RECORD EXCERPTS:

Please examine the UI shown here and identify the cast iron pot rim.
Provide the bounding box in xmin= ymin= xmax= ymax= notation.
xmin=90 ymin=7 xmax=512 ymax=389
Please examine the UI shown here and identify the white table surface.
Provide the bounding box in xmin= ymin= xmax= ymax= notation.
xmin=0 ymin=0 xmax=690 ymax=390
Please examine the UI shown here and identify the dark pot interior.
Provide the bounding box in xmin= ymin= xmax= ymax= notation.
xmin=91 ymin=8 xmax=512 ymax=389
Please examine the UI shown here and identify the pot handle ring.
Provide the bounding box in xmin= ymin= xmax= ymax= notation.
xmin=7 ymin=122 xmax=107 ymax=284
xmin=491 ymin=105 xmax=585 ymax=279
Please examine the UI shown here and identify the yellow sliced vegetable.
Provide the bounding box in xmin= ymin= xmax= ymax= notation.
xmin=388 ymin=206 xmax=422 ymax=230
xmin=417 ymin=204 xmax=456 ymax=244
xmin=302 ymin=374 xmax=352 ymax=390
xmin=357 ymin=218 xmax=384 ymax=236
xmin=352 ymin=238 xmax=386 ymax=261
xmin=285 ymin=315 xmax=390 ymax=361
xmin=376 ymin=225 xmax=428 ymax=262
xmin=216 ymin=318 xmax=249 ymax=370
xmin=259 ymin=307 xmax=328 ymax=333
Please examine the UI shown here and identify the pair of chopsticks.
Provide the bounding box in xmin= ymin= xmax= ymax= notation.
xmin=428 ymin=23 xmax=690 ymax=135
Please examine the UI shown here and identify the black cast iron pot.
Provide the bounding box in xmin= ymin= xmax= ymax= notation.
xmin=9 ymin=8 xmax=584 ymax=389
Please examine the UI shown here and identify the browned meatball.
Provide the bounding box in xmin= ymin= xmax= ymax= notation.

WRITTEN TASK: Rewrite everything from the line containing "Please examine the UI shown here and identify the pair" down to the end of the listing, requests included, with each bounding-box coordinate in the answers scaled by 0.6 and rounded to the nearest whole number, halves rounding up. Give only those lines.

RESPONSE BELOW:
Please examine the UI shown here and identify the pair of chopsticks.
Provide the bounding box in xmin= ymin= xmax= ymax= notation.
xmin=257 ymin=14 xmax=414 ymax=81
Please examine the UI shown here and identify the black cast iron pot.
Provide the bounding box in xmin= ymin= xmax= ymax= notation.
xmin=5 ymin=5 xmax=350 ymax=233
Please examine the UI shown here and identify the browned meatball.
Provide the bounding box in xmin= ymin= xmax= ymax= notation.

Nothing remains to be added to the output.